[Records]
★ ★ ★ ★ ★ ★ ★

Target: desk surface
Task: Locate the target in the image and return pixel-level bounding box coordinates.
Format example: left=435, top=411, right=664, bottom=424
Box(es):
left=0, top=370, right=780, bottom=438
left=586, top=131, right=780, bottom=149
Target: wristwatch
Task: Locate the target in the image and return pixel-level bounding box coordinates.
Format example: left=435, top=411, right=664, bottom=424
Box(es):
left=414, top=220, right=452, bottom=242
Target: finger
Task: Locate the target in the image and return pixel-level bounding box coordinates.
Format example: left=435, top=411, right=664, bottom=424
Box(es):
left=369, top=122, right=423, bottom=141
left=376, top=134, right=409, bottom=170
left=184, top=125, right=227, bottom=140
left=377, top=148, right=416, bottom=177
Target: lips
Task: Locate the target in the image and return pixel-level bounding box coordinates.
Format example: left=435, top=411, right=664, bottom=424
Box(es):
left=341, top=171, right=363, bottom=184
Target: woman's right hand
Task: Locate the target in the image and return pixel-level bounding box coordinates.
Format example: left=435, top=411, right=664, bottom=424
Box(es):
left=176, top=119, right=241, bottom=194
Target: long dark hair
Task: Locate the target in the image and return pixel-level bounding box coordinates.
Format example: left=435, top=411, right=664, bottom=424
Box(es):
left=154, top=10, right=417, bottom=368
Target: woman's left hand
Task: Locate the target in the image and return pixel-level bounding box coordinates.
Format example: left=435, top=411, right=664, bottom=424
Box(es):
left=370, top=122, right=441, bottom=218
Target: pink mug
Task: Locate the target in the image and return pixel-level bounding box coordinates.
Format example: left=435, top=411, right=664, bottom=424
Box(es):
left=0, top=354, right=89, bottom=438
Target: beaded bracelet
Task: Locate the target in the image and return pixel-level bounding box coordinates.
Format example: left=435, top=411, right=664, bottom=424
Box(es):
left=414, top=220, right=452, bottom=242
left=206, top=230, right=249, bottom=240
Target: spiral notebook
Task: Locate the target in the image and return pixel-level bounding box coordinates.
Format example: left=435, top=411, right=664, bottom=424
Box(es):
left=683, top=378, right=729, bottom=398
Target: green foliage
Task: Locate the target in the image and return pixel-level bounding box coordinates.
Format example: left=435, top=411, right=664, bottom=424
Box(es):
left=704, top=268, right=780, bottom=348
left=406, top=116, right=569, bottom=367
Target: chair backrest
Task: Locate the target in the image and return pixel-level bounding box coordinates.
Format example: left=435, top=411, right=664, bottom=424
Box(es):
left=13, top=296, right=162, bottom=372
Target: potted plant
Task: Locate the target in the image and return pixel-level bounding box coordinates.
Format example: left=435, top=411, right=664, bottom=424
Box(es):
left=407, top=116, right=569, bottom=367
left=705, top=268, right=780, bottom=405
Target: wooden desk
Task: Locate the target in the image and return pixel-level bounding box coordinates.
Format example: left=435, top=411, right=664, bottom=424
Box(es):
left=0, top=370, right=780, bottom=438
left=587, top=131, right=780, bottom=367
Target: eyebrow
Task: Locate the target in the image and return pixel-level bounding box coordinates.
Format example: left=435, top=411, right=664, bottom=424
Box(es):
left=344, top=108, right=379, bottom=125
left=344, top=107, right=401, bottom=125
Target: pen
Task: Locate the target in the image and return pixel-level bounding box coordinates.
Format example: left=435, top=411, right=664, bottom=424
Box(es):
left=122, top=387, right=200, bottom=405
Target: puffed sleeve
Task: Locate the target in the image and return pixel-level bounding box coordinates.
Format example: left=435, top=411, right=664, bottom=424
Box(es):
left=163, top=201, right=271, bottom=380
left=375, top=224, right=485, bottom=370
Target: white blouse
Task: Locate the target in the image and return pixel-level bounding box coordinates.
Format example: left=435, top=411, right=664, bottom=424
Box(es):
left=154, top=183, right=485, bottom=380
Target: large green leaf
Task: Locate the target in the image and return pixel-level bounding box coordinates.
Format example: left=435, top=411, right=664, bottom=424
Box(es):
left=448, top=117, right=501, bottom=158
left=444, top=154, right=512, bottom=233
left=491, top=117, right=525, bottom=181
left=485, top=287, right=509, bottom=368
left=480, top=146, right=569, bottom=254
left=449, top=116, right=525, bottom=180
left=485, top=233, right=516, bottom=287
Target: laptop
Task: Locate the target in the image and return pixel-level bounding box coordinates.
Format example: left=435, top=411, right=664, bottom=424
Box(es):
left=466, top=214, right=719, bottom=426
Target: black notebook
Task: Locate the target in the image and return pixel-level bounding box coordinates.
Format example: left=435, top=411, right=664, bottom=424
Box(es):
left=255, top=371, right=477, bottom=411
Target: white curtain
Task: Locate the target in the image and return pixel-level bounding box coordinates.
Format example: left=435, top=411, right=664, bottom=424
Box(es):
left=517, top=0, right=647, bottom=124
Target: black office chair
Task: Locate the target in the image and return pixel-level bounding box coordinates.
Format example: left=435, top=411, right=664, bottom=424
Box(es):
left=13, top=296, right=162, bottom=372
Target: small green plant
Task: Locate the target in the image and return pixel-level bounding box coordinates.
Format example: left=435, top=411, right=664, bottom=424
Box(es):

★ ★ ★ ★ ★ ★ ★

Problem to work on: Render each line of the records above as one string in a JSON list, leaving out any blank lines.

Solution to the exercise:
[
  "Target: desk surface",
  "Task: Locate the target in the image and return pixel-level bounding box coordinates.",
  "Format example: left=435, top=411, right=664, bottom=424",
  "Box(es):",
  "left=0, top=370, right=780, bottom=438",
  "left=586, top=131, right=780, bottom=149",
  "Target: wristwatch",
  "Task: Locate the target in the image and return pixel-level bounding box coordinates.",
  "Format example: left=435, top=411, right=664, bottom=424",
  "Box(es):",
  "left=414, top=220, right=452, bottom=242",
  "Target: finger",
  "Task: Locate the target in the image and return pixel-level bounding box coordinates.",
  "Format example: left=435, top=411, right=664, bottom=424",
  "Box(es):",
  "left=369, top=122, right=423, bottom=141",
  "left=376, top=134, right=409, bottom=170",
  "left=184, top=125, right=227, bottom=140",
  "left=377, top=148, right=416, bottom=177",
  "Target: lips",
  "Task: Locate the target in the image and return pixel-level bounding box coordinates.",
  "Format example: left=435, top=411, right=664, bottom=424",
  "Box(es):",
  "left=341, top=171, right=363, bottom=184",
  "Target: woman's right hand",
  "Task: Locate the target in the image and return pixel-level bounding box coordinates.",
  "Format example: left=435, top=411, right=664, bottom=424",
  "Box(es):",
  "left=176, top=119, right=241, bottom=194",
  "Target: long dark hair",
  "Task: Locate the target in the image and return pixel-level bounding box coordinates.",
  "Format example: left=435, top=411, right=664, bottom=424",
  "Box(es):",
  "left=154, top=10, right=417, bottom=368",
  "Target: woman's left hand",
  "Task: Locate the target in the image and return pixel-level bounding box coordinates.",
  "Format example: left=435, top=411, right=664, bottom=424",
  "Box(es):",
  "left=370, top=122, right=441, bottom=218",
  "Target: pink mug",
  "Task: Locate the target in the image and return pixel-level bounding box coordinates.",
  "Format example: left=435, top=411, right=664, bottom=424",
  "Box(es):",
  "left=0, top=354, right=89, bottom=438",
  "Target: beaded bracelet",
  "Task: Locate the target in the image and return pixel-level bounding box coordinates.",
  "Format example: left=435, top=411, right=664, bottom=424",
  "Box(es):",
  "left=414, top=220, right=452, bottom=242",
  "left=206, top=230, right=249, bottom=240",
  "Target: spiral notebook",
  "Task: Locate the target in the image and return pixel-level bounding box coordinates.",
  "Format example: left=435, top=411, right=664, bottom=424",
  "Box(es):",
  "left=683, top=378, right=729, bottom=398",
  "Target: green foliage",
  "Task: Locate the target in the image and return pixel-level bounding box coordinates.",
  "Format example: left=435, top=411, right=664, bottom=424",
  "Box(es):",
  "left=704, top=268, right=780, bottom=348",
  "left=406, top=116, right=569, bottom=367",
  "Target: chair backrest",
  "Task: Locate the target in the image and return pixel-level bounding box coordinates.",
  "Format example: left=435, top=411, right=664, bottom=424",
  "Box(es):",
  "left=13, top=296, right=162, bottom=372",
  "Target: potted plant",
  "Task: Locate the target in the image and return pixel-level bounding box coordinates.",
  "Format example: left=435, top=411, right=664, bottom=424",
  "Box(es):",
  "left=407, top=116, right=569, bottom=367",
  "left=705, top=268, right=780, bottom=405",
  "Target: wooden desk",
  "Task: Locate the target in the image and return pixel-level bounding box coordinates.",
  "Format example: left=435, top=411, right=664, bottom=424",
  "Box(es):",
  "left=0, top=370, right=780, bottom=438",
  "left=587, top=131, right=780, bottom=367",
  "Target: eyebrow",
  "Task: Locate the target in the image and return pixel-level bounding box coordinates.",
  "Format example: left=435, top=411, right=664, bottom=424",
  "Box(es):",
  "left=344, top=108, right=379, bottom=125",
  "left=344, top=107, right=401, bottom=125",
  "Target: pen",
  "Task: Locate the target in the image and return pixel-level bounding box coordinates.",
  "Format example: left=435, top=411, right=664, bottom=424",
  "Box(es):",
  "left=122, top=387, right=200, bottom=405",
  "Target: puffed sleeve",
  "Task: Locate the target in the image and return pixel-level bounding box coordinates.",
  "Format example: left=435, top=411, right=664, bottom=424",
  "Box(es):",
  "left=163, top=201, right=271, bottom=380",
  "left=375, top=224, right=485, bottom=370",
  "Target: white blouse",
  "Task: Locate the target in the image and return pixel-level bounding box coordinates.",
  "Format example: left=435, top=411, right=664, bottom=424",
  "Box(es):",
  "left=154, top=183, right=485, bottom=380",
  "Target: large green leaf",
  "Task: Locate the target in the image and return pixel-level bounding box coordinates.",
  "Format example: left=435, top=411, right=664, bottom=424",
  "Box(es):",
  "left=448, top=117, right=501, bottom=158",
  "left=444, top=154, right=512, bottom=233",
  "left=491, top=117, right=525, bottom=181",
  "left=485, top=287, right=509, bottom=368",
  "left=480, top=146, right=569, bottom=254",
  "left=449, top=116, right=525, bottom=180",
  "left=485, top=233, right=516, bottom=287",
  "Target: laptop",
  "Task: Locate the target in the image and return pixel-level bounding box coordinates.",
  "Format example: left=435, top=411, right=664, bottom=424",
  "Box(es):",
  "left=466, top=214, right=719, bottom=426",
  "Target: black notebook",
  "Task: Locate the target in the image and return pixel-level bounding box coordinates.",
  "Format example: left=435, top=411, right=664, bottom=424",
  "Box(es):",
  "left=255, top=371, right=477, bottom=411",
  "Target: white curtain",
  "Task: Locate the target in the image and return pixel-level bounding box coordinates.",
  "Format example: left=435, top=411, right=664, bottom=424",
  "Box(es):",
  "left=517, top=0, right=647, bottom=124",
  "Target: black office chair",
  "Task: Locate the target in the image and return pixel-level bounding box coordinates.",
  "Format example: left=435, top=411, right=664, bottom=424",
  "Box(es):",
  "left=13, top=296, right=162, bottom=372",
  "Target: small green plant",
  "Task: Locate the target in the image and return pixel-level bounding box coordinates.",
  "Format example: left=435, top=411, right=664, bottom=424",
  "Box(es):"
]